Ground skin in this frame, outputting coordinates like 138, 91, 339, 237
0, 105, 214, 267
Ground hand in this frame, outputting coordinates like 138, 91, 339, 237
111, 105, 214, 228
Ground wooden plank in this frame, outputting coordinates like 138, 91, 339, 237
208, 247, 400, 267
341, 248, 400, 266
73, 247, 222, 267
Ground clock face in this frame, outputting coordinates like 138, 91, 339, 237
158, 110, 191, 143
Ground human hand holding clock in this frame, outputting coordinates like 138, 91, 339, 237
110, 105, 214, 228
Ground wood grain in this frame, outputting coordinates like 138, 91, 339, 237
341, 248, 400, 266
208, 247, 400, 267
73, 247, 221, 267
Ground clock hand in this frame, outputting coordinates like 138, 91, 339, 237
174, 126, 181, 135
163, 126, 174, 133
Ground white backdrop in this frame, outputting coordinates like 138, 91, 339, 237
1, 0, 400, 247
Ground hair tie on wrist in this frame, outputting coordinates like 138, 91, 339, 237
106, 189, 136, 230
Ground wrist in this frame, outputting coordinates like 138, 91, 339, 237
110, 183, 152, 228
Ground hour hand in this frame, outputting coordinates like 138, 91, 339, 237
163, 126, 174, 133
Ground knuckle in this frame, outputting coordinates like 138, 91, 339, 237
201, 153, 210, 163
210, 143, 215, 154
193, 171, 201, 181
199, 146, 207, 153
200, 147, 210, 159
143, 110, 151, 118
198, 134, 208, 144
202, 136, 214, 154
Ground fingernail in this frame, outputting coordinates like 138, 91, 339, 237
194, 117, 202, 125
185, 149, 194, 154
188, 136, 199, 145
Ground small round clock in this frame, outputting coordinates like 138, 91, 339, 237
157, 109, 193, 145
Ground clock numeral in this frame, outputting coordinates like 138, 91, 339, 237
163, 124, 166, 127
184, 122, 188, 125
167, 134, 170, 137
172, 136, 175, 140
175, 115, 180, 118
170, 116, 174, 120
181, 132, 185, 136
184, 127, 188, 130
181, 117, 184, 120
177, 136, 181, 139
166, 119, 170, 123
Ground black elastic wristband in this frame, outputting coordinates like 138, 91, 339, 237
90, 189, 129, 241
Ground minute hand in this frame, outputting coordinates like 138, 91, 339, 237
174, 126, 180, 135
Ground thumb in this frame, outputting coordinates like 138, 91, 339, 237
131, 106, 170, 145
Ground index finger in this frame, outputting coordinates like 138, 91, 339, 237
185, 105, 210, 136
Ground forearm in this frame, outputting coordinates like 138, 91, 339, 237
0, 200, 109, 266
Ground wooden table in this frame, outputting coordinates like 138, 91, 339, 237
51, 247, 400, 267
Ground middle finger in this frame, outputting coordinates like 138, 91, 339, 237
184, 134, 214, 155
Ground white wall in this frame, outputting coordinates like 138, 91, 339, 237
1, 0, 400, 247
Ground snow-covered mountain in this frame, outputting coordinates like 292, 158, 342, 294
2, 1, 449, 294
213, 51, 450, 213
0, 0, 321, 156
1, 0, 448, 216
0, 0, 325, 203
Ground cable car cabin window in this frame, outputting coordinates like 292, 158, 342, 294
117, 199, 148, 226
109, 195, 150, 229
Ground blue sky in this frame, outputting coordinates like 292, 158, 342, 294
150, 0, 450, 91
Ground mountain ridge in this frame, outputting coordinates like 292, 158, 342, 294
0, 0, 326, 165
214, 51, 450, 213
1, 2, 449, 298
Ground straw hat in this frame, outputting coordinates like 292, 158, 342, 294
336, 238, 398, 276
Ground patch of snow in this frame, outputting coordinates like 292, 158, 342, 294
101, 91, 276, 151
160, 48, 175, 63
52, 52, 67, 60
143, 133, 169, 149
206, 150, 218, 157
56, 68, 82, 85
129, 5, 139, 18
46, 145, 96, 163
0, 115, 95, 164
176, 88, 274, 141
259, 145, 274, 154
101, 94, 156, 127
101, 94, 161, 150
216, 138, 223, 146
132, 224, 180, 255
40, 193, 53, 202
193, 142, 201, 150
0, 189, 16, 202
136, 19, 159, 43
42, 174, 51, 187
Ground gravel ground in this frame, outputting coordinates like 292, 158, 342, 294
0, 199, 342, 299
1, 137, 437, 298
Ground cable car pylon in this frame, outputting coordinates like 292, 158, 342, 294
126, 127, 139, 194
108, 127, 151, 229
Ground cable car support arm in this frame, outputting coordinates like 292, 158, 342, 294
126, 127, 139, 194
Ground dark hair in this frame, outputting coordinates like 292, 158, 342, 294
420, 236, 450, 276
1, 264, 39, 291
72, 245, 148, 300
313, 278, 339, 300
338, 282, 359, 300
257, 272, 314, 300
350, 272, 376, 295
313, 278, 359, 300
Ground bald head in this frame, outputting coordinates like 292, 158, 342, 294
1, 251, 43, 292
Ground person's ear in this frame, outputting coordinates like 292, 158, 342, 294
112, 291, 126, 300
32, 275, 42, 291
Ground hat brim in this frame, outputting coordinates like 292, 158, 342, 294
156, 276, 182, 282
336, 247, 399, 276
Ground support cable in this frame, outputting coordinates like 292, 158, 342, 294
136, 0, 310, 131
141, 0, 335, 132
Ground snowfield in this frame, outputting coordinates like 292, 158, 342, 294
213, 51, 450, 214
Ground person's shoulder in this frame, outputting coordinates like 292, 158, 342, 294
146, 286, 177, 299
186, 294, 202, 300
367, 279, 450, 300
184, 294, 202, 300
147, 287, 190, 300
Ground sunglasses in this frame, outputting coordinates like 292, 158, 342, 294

Exercise brief:
Beginning with the first line, transcribe the complete listing exactly.

Output:
Ground skin in this frame, outputting coordinates like 138, 91, 339, 237
0, 105, 214, 267
Ground hand in this frame, outputting coordinates like 138, 91, 339, 237
111, 105, 214, 228
Ground wooden plank in this frame, outputting coordinates like 138, 91, 339, 237
208, 247, 400, 267
341, 248, 400, 266
73, 247, 222, 267
Ground clock face in this frame, outputting coordinates like 138, 91, 339, 237
158, 110, 191, 143
Ground human hand holding clock in this frame, outputting coordinates like 138, 91, 339, 237
110, 105, 214, 228
Ground wood grain in this frame, outputting coordinates like 138, 91, 339, 237
341, 248, 400, 266
208, 247, 400, 267
73, 247, 221, 267
Ground clock hand in this frame, outputting coordinates like 138, 91, 339, 237
174, 126, 181, 135
163, 126, 174, 133
Ground white backdrop in this frame, outputting coordinates like 138, 91, 339, 237
1, 0, 400, 247
Ground hair tie on wrist in this frame, outputting coordinates like 138, 91, 339, 237
106, 189, 136, 230
Ground wrist in this frame, outputting coordinates like 138, 91, 339, 237
110, 183, 152, 228
Ground hour hand in this frame, outputting coordinates like 138, 91, 339, 237
163, 126, 174, 133
Ground knuckle in this frame, outputting coordinates like 138, 91, 339, 237
201, 153, 210, 163
210, 143, 215, 154
193, 171, 201, 181
199, 146, 207, 153
200, 147, 210, 159
143, 110, 151, 118
198, 134, 208, 144
202, 136, 214, 154
Ground fingernail in this frame, outputting coordinates like 138, 91, 339, 237
194, 117, 202, 125
185, 149, 194, 154
188, 136, 199, 145
Ground small round clock in this frame, outputting coordinates like 138, 91, 339, 237
157, 109, 193, 145
Ground clock numeral in this frame, outputting coordinates like 138, 91, 339, 237
163, 124, 166, 127
184, 122, 188, 125
167, 134, 170, 137
172, 136, 175, 140
175, 115, 180, 118
170, 116, 174, 120
181, 132, 185, 136
184, 127, 188, 130
181, 117, 184, 120
177, 136, 181, 139
166, 119, 170, 123
Ground black elastic wristband in this frame, outputting coordinates like 138, 91, 339, 237
90, 189, 129, 241
Ground minute hand in this frame, outputting coordinates like 138, 91, 339, 237
174, 126, 180, 135
Ground thumb in this frame, outputting coordinates like 138, 91, 339, 237
131, 106, 170, 145
Ground index finger in this frame, outputting coordinates like 138, 91, 339, 237
185, 105, 210, 136
Ground forearm in this frame, outputting coordinates like 138, 91, 339, 237
0, 200, 109, 266
Ground wooden table in this frame, outputting coordinates like 138, 91, 339, 237
51, 247, 400, 267
Ground middle finger in this frame, outputting coordinates like 138, 91, 339, 237
184, 134, 214, 155
Ground white wall in this frame, outputting coordinates like 138, 91, 339, 237
1, 0, 400, 247
Ground snow-covered mountain in this frame, outputting coordinates like 292, 158, 342, 294
2, 1, 449, 294
213, 51, 450, 213
0, 0, 321, 156
1, 0, 448, 216
0, 0, 325, 203
Ground cable car cabin window in this frame, outputting coordinates like 292, 158, 342, 294
117, 199, 148, 226
109, 195, 150, 229
Ground blue sky in this frame, outputting coordinates like 292, 158, 342, 294
150, 0, 450, 91
Ground mountain ridge in this frame, outputting coordinates like 292, 158, 342, 294
0, 0, 326, 165
214, 51, 450, 213
1, 2, 449, 298
Ground straw hat in this frame, outputting coordinates like 292, 158, 342, 294
336, 238, 398, 276
Ground patch of snow in this frame, outputting coordinates like 292, 158, 342, 294
101, 91, 276, 151
160, 48, 175, 63
52, 52, 67, 60
143, 133, 169, 149
206, 150, 218, 157
56, 68, 82, 85
129, 5, 139, 18
46, 145, 96, 163
0, 115, 95, 164
176, 88, 274, 141
259, 145, 274, 154
101, 94, 156, 127
101, 94, 161, 150
216, 138, 223, 146
132, 224, 180, 255
40, 193, 53, 202
193, 142, 201, 150
0, 189, 16, 202
136, 19, 159, 43
42, 174, 51, 187
Ground gravel ground in this frame, outputting coordinates like 292, 158, 342, 294
0, 199, 342, 299
1, 137, 437, 298
Ground cable car pylon in this frame, outputting coordinates like 292, 158, 342, 294
126, 127, 139, 194
108, 127, 151, 229
Ground cable car support arm in this frame, outputting coordinates like 292, 158, 342, 294
126, 127, 139, 194
Ground dark hair in this frame, outputting coordinates like 292, 158, 342, 294
420, 236, 450, 276
1, 264, 39, 291
72, 245, 148, 300
313, 278, 339, 300
338, 282, 359, 300
257, 272, 314, 300
350, 272, 376, 295
313, 278, 359, 300
Ground bald head in this frame, outputting coordinates like 292, 158, 342, 294
1, 251, 43, 292
Ground person's ear in this frame, outputting coordinates like 292, 158, 342, 294
112, 291, 126, 300
32, 275, 42, 291
Ground hat brim in this frame, outputting coordinates like 292, 158, 342, 294
156, 276, 182, 282
336, 247, 399, 276
Ground support cable in this frame, outputting coordinates like 292, 158, 342, 294
136, 0, 310, 131
141, 0, 335, 132
Ground snowfield in this frame, outputting coordinates like 292, 158, 342, 294
213, 51, 450, 214
Ground person's shoulder in this frame, outputting coordinates like 292, 158, 342, 294
146, 286, 177, 299
186, 294, 202, 300
367, 279, 450, 300
184, 294, 202, 300
147, 287, 190, 300
Ground sunglasses in this frame, outputting coordinates like 292, 158, 342, 294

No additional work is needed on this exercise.